▸ **SHORT TASK**
Reproduce the records verbatim, starting at the line that contains "For the audit, pick out each instance of the gift" and continuing through the last line of the records, with both ends included.
------
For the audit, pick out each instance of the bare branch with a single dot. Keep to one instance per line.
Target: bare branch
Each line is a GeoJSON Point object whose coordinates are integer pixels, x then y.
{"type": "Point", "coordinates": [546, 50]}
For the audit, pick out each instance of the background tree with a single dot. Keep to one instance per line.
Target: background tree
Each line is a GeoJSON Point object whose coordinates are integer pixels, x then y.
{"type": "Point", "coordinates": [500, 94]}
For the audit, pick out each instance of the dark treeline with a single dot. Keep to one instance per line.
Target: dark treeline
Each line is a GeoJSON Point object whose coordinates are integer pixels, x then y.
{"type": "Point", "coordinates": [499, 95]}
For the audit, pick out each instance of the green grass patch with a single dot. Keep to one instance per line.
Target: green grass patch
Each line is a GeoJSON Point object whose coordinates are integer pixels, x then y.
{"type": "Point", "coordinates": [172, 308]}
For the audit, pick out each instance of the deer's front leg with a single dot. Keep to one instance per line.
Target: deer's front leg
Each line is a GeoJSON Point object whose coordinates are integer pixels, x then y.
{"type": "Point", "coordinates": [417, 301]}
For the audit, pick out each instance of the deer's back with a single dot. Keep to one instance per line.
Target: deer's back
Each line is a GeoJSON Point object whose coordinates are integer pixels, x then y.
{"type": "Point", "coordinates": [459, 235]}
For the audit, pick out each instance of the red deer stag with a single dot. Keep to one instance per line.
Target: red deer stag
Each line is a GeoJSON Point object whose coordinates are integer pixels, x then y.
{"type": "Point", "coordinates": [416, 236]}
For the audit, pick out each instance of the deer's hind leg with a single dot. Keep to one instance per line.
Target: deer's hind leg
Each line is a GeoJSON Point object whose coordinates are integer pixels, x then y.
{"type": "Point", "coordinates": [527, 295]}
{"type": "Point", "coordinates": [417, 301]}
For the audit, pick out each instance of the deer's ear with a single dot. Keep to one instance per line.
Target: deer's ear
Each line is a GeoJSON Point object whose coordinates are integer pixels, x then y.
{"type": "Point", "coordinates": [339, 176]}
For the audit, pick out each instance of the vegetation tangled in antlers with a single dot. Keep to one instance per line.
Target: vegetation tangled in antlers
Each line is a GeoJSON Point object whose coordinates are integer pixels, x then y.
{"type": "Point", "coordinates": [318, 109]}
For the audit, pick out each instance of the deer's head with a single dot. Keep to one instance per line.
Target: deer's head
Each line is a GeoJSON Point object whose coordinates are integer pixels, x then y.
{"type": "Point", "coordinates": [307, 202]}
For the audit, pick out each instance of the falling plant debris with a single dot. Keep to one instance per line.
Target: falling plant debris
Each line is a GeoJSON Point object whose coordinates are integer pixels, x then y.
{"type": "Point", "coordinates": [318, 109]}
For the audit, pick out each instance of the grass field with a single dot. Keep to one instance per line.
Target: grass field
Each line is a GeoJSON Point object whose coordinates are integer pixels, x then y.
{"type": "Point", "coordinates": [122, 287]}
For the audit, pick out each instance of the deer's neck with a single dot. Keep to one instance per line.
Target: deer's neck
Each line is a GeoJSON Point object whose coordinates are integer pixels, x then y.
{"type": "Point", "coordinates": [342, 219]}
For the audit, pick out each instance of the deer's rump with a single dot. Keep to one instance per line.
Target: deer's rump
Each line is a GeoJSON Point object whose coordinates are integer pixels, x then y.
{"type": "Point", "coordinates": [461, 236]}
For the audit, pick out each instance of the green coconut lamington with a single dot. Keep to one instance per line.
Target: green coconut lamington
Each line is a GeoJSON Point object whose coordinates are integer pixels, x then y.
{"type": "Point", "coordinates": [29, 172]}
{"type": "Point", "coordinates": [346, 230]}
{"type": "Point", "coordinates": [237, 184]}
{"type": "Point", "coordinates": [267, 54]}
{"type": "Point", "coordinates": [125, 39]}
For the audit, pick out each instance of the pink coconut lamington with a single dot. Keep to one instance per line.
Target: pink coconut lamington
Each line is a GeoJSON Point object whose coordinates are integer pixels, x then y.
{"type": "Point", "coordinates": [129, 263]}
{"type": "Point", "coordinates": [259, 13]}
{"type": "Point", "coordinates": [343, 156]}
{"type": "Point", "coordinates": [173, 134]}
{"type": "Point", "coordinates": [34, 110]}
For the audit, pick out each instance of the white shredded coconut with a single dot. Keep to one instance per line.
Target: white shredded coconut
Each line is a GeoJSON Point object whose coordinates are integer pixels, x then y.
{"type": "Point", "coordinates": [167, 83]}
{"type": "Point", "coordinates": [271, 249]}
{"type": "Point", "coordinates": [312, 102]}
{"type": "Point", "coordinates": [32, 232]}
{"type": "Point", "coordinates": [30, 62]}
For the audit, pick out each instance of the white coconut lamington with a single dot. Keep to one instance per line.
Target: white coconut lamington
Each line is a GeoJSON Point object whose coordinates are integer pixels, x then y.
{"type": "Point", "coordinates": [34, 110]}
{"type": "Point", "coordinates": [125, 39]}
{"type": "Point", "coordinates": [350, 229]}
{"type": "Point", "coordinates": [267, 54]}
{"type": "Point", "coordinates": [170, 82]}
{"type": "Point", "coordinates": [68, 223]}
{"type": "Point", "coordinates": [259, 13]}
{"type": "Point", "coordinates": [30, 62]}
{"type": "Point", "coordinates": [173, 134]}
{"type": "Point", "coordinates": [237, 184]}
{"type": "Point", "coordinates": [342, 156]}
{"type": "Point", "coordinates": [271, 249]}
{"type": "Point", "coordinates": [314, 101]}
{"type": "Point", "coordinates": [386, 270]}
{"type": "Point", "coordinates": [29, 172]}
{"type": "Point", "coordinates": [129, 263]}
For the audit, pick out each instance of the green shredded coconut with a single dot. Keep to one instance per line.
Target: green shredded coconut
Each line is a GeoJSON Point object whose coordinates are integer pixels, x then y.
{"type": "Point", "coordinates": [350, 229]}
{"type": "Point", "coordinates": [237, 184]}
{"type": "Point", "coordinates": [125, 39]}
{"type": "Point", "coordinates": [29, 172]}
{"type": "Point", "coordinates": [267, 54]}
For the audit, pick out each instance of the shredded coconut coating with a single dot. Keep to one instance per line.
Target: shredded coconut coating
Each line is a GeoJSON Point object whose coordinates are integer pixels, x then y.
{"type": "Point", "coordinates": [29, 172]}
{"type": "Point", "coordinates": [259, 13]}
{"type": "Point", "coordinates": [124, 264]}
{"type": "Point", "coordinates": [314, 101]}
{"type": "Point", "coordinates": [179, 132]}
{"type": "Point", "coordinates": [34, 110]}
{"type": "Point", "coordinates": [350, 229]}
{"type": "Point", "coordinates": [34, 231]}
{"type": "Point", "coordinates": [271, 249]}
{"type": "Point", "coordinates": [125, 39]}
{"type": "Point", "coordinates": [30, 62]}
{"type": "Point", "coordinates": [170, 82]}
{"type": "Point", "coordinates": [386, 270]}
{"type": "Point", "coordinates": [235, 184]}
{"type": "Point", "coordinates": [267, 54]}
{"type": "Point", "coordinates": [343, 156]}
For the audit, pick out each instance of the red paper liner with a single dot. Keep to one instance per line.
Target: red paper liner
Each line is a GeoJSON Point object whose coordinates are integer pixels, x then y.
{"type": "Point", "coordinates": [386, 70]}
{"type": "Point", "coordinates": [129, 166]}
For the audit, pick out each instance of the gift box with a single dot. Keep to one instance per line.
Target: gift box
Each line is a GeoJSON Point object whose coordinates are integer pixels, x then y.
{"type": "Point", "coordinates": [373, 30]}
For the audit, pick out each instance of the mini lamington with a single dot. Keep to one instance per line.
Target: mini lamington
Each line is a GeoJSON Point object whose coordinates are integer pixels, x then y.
------
▸ **FINISHED ANSWER**
For the audit, pick out each instance of the gift box with a single dot. Keep to one instance per line.
Target: gift box
Each line is a GeoJSON Point object whose coordinates are integer pixels, x then y.
{"type": "Point", "coordinates": [373, 30]}
For the audit, pick out each instance of the mini lamington with a single dot. Keep to one instance per line.
Target: mini lamington
Each line is a GeoJSON Point object whose coordinates are integer pixels, x then y.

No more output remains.